## Work required:
With both ends included, repeat exactly the lines of the entries below from the one containing "Target: blue shorts" down to the one containing "Target: man in white shirt", and no others.

Start of Data shown

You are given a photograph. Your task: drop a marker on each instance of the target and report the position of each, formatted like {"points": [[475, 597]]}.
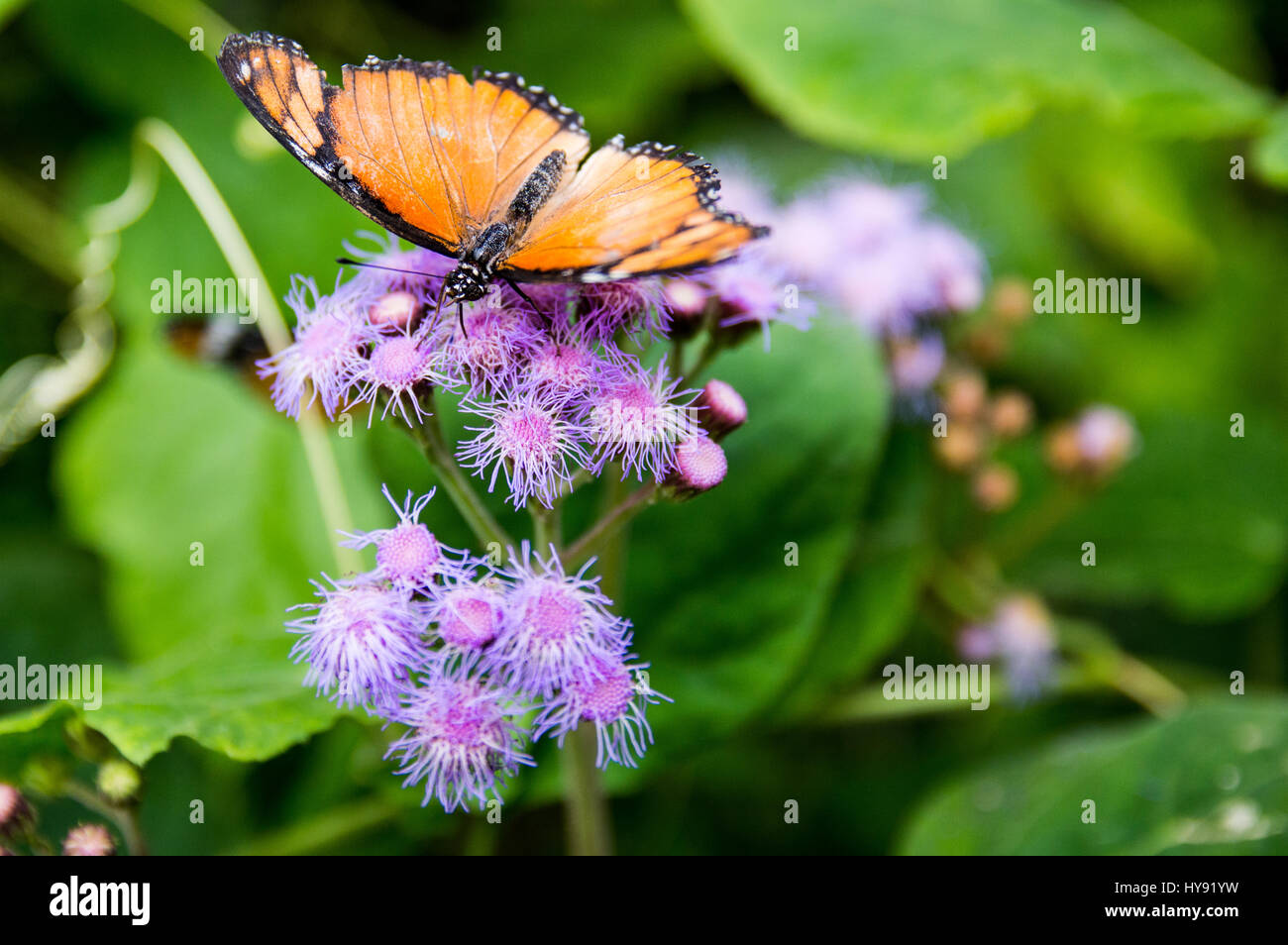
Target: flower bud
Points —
{"points": [[1061, 448], [961, 448], [1010, 415], [996, 486], [16, 814], [89, 840], [86, 743], [1106, 439], [395, 309], [965, 394], [1013, 300], [724, 409], [119, 781], [688, 303], [699, 465]]}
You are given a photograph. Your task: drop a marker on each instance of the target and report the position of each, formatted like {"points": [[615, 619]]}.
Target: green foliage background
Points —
{"points": [[1115, 162]]}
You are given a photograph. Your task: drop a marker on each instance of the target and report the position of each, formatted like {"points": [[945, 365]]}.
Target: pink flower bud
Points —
{"points": [[699, 465], [89, 840], [395, 309], [724, 409]]}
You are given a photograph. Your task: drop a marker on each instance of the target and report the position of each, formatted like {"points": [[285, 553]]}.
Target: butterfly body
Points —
{"points": [[493, 172]]}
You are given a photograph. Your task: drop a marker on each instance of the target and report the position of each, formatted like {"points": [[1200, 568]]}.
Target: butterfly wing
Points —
{"points": [[627, 213], [415, 146]]}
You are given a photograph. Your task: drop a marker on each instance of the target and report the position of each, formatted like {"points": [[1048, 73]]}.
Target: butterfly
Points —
{"points": [[488, 171]]}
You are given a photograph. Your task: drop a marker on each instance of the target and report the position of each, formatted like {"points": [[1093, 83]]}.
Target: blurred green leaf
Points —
{"points": [[918, 77], [167, 455], [243, 699], [879, 588], [1270, 151], [1196, 522], [720, 614], [1209, 781]]}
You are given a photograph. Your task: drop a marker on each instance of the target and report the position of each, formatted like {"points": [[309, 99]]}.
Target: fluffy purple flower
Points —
{"points": [[360, 643], [1020, 634], [755, 291], [331, 334], [558, 628], [636, 416], [496, 342], [614, 702], [565, 366], [408, 555], [627, 305], [462, 740], [528, 435], [398, 365], [915, 362], [469, 614], [394, 269]]}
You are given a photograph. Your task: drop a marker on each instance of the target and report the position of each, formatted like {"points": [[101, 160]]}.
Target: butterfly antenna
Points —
{"points": [[531, 304], [346, 261]]}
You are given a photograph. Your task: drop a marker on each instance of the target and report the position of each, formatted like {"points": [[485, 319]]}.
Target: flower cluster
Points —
{"points": [[546, 377], [473, 660], [871, 253]]}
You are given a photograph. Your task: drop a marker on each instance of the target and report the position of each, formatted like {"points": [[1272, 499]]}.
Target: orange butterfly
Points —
{"points": [[485, 171]]}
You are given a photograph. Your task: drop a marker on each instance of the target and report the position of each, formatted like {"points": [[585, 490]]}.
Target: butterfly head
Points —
{"points": [[467, 282]]}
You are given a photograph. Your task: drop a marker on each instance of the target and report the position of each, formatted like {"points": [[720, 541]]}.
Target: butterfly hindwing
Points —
{"points": [[436, 158], [627, 213]]}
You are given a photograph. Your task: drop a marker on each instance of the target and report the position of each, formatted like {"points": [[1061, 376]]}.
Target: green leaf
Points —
{"points": [[1270, 151], [921, 77], [244, 699], [168, 455], [1209, 781], [1196, 520], [720, 614], [879, 588]]}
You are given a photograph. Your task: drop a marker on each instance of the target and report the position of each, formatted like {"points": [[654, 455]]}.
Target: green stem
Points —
{"points": [[546, 528], [585, 804], [263, 312], [610, 523], [125, 817], [429, 437]]}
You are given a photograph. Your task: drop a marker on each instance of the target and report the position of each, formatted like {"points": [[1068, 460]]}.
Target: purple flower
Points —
{"points": [[565, 366], [89, 840], [394, 269], [915, 362], [469, 614], [629, 305], [1019, 632], [558, 628], [462, 739], [613, 700], [699, 465], [635, 417], [397, 368], [331, 334], [360, 643], [408, 555], [755, 291], [496, 342], [528, 435]]}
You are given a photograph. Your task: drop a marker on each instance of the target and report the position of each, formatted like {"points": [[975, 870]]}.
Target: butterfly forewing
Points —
{"points": [[630, 211], [436, 158]]}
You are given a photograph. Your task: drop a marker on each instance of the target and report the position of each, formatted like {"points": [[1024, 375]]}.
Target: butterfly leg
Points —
{"points": [[531, 304]]}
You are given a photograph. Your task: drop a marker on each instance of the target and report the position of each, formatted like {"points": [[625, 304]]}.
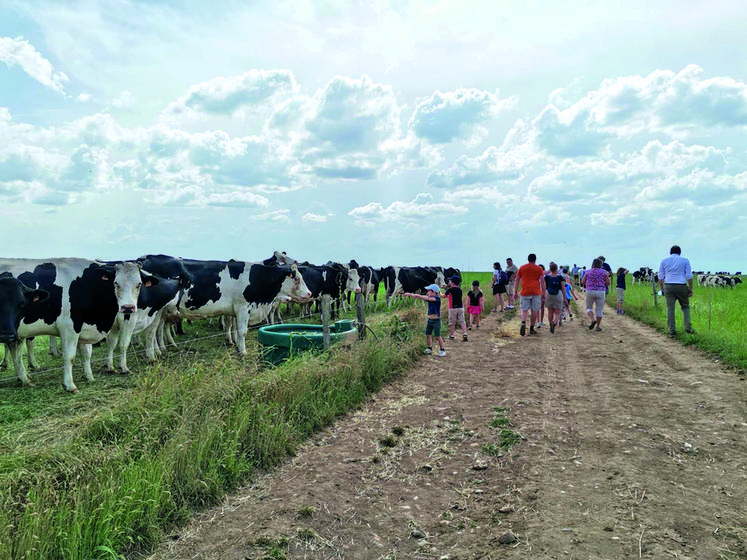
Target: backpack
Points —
{"points": [[553, 284]]}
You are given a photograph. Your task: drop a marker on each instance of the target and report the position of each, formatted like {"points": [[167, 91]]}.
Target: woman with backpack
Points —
{"points": [[500, 281], [555, 298]]}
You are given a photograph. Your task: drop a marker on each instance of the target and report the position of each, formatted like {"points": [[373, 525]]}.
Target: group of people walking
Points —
{"points": [[552, 289]]}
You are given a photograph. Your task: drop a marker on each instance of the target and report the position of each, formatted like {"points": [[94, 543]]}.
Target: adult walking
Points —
{"points": [[596, 281], [676, 282], [500, 280], [532, 281], [555, 300], [511, 271]]}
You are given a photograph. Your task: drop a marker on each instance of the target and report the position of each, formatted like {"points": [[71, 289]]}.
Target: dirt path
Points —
{"points": [[636, 447]]}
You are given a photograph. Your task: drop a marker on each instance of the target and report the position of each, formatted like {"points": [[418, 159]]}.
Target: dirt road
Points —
{"points": [[635, 447]]}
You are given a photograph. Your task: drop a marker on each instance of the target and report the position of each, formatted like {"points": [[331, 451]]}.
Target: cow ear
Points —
{"points": [[148, 279], [105, 273], [35, 296]]}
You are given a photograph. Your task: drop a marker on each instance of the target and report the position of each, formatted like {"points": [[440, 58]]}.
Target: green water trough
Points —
{"points": [[281, 341]]}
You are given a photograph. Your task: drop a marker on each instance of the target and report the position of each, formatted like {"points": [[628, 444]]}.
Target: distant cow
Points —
{"points": [[409, 279], [84, 300], [369, 280]]}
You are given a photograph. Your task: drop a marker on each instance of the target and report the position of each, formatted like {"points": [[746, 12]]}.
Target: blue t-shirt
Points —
{"points": [[434, 307]]}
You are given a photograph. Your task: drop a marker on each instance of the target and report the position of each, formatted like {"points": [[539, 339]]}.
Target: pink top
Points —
{"points": [[595, 279]]}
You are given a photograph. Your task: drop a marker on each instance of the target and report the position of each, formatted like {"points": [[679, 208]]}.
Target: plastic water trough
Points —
{"points": [[281, 341]]}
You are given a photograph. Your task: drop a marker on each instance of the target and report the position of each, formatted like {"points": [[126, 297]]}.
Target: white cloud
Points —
{"points": [[493, 165], [310, 217], [414, 212], [21, 52], [664, 101], [229, 95], [464, 113]]}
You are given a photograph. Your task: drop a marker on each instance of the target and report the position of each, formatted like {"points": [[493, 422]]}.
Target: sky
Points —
{"points": [[397, 132]]}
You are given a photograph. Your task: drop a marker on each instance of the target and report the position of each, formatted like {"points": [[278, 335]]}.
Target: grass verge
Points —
{"points": [[108, 478]]}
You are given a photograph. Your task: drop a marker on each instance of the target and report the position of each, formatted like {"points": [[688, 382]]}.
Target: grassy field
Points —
{"points": [[106, 471], [716, 315]]}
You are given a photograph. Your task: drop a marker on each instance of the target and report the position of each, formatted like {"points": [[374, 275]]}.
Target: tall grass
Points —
{"points": [[110, 477], [716, 315]]}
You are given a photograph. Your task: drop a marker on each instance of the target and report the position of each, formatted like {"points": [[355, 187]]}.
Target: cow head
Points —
{"points": [[294, 288], [353, 283], [14, 299], [127, 278]]}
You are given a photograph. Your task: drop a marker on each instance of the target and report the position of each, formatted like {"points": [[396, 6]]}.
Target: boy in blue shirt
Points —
{"points": [[433, 327]]}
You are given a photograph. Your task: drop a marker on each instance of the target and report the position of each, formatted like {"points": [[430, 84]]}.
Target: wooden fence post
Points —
{"points": [[326, 307], [360, 315]]}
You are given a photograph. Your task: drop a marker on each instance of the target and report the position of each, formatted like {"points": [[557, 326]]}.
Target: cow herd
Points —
{"points": [[719, 279], [85, 301]]}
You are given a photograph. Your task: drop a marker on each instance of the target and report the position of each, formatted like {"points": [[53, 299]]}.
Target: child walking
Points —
{"points": [[474, 305], [433, 326], [620, 289], [456, 307]]}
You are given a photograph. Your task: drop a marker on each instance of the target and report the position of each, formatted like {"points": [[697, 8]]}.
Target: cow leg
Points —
{"points": [[112, 340], [54, 349], [16, 355], [241, 319], [33, 364], [169, 332], [125, 337], [150, 333], [69, 344], [85, 351]]}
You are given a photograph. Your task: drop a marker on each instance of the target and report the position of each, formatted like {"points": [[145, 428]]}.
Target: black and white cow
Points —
{"points": [[153, 298], [332, 279], [84, 300], [15, 299], [409, 279], [244, 292], [369, 280]]}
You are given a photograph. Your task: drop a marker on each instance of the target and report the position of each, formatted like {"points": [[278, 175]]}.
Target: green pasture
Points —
{"points": [[717, 315], [107, 471]]}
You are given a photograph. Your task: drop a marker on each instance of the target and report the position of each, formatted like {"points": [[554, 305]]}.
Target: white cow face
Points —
{"points": [[128, 279], [294, 288], [354, 283]]}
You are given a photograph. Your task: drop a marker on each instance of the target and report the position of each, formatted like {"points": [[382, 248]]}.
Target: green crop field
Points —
{"points": [[717, 315]]}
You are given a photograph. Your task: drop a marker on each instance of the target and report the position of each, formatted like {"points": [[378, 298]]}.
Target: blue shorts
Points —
{"points": [[433, 327]]}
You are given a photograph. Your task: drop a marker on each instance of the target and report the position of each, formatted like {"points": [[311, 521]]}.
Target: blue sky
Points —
{"points": [[393, 132]]}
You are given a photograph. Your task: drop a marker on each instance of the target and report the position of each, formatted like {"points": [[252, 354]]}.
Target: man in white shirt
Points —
{"points": [[676, 282]]}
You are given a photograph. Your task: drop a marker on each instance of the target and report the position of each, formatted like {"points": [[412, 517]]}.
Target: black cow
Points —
{"points": [[84, 300], [409, 279]]}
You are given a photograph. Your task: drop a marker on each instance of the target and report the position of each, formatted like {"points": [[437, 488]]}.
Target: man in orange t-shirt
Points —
{"points": [[532, 280]]}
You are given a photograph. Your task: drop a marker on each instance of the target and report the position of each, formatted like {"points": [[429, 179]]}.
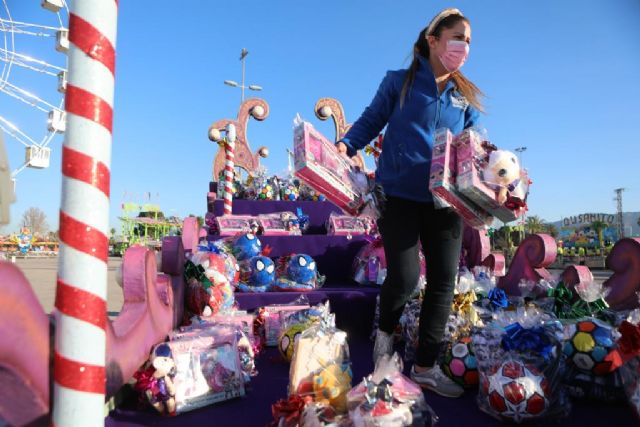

End of Data shown

## Answer section:
Target: blue shorts
Points —
{"points": [[433, 327]]}
You are given a photograph. Your task: drop a marker on each instance of the target and report the position of each, formatted like {"points": [[311, 521]]}.
Target: blue sky
Points —
{"points": [[393, 132]]}
You are given a photograph. Your task: drop a marker on each instance of the target and report the position of each, formatted like {"points": [[252, 354]]}.
Target: man in white shirt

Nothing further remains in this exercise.